Source data:
···

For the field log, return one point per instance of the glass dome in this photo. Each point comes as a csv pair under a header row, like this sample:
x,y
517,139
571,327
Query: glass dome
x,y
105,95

···

## DIRECTION
Can you convert the lines of the items above into a numbered list, leaving out any blank lines?

## SOLVED PROBLEM
1. For the field log, return one point per instance of the glass dome in this photo. Each point comes as a csv pair under a header row, like this sample:
2. x,y
3. 517,139
4. 571,327
5. Query: glass dome
6. x,y
7. 105,95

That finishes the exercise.